[Start Task data]
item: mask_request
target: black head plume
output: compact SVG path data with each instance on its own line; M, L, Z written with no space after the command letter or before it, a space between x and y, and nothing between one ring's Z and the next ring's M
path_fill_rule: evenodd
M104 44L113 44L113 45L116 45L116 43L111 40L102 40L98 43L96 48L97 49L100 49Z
[End Task data]
§ **Written task**
Copy each of the entries above verbatim, line for line.

§ **Solution**
item: mask_request
target: black head plume
output: compact SVG path data with each instance on its own line; M, L, Z written with no space after the command letter or before it, a space between x and y, and nothing between one ring's Z and the next ring's M
path_fill_rule: evenodd
M104 44L113 44L113 45L116 45L116 43L111 40L102 40L98 43L96 48L97 49L100 49Z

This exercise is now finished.